Extrait proposé:
4Les six autres dans lesquels on peut reconnaître sa main sont la miniature d’un pontifical conservé à Bordeaux12, un traité de guerre de Béraud Stuart passé successivement sur le marché de l’art en 2007 puis en 200813, deux livres d’heures à l’usage de Rome, l’un conservé à New York, l’autre à la Bibliothèque nationale14, la traduction par François Bergaigne du Paradis de Dante15, une Paraphrase sur les paroles de l’Évangile Verbum caro factum est16 et plusieurs enluminures ornant un ensemble de huit antiphonaires conservés à Malte17.
5À la différence de Colaud, dont les œuvres sont difficiles à dater en raison du caractère hétérogène que présentent les canons physiques et les physionomies tandis que la palette chromatique et les encadrements ne changent guère, c’est le constat inverse qui peut être formulé pour les miniatures de l’exécutant principal des Statuts de l’Ordre. On ne peut, pour cette raison, retenir l’attribution au Maître de François de Rohan qui a été suggérée au sujet du traité de guerre. Pour prendre la pleine mesure de cette évolution qui s’étend sur une vingtaine d’années, les éléments de datation que livrent certains manuscrits ou bien le contexte historique dans lequel ils s’inscrivent fournissent des jalons.

Données fournies:
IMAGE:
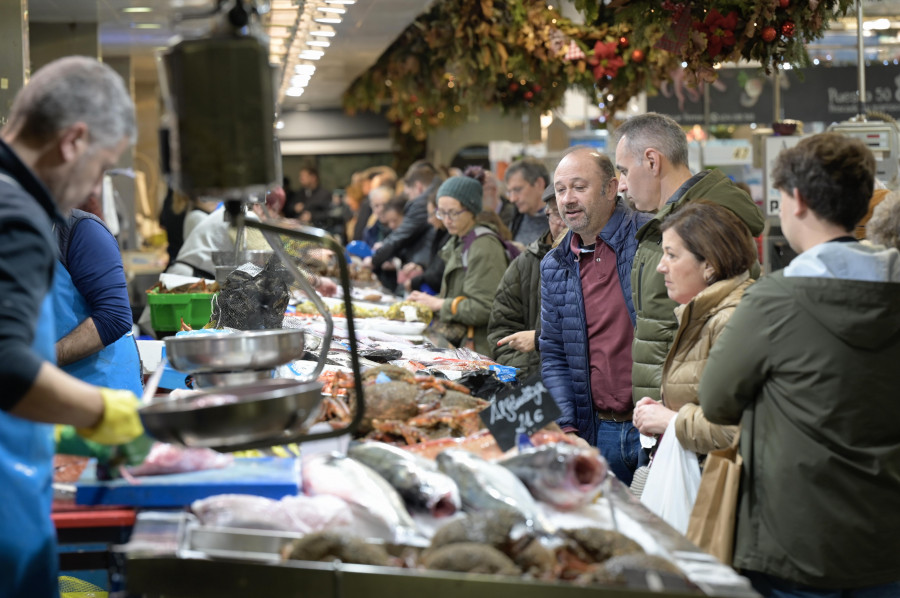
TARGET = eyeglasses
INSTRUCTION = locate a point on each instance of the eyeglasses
(448, 215)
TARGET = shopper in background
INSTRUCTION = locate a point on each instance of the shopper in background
(173, 223)
(515, 324)
(195, 210)
(371, 178)
(494, 201)
(652, 160)
(526, 180)
(69, 124)
(418, 182)
(807, 366)
(377, 230)
(883, 228)
(426, 275)
(475, 259)
(311, 204)
(587, 319)
(707, 256)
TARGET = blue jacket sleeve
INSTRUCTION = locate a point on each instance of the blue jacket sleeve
(25, 259)
(415, 223)
(554, 365)
(95, 265)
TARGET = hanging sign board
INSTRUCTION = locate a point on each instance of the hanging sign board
(523, 409)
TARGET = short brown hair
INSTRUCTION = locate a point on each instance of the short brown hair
(714, 234)
(834, 174)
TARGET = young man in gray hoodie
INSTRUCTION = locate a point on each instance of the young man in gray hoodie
(807, 365)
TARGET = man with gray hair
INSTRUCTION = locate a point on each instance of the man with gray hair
(526, 180)
(652, 160)
(68, 125)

Travail demandé 1: Relevez tous les lieux où, selon l'extrait, sont conservés des manuscrits.
Travail demandé 2: Recopiez l'extrait depuis « 4Les six autres » jusqu'à « conservés à Malte17. ».

Corrigé 1:
- Bordeaux
- New York
- la Bibliothèque nationale
- Malte

Corrigé 2:
4Les six autres dans lesquels on peut reconnaître sa main sont la miniature d’un pontifical conservé à Bordeaux12, un traité de guerre de Béraud Stuart passé successivement sur le marché de l’art en 2007 puis en 200813, deux livres d’heures à l’usage de Rome, l’un conservé à New York, l’autre à la Bibliothèque nationale14, la traduction par François Bergaigne du Paradis de Dante15, une Paraphrase sur les paroles de l’Évangile Verbum caro factum est16 et plusieurs enluminures ornant un ensemble de huit antiphonaires conservés à Malte17.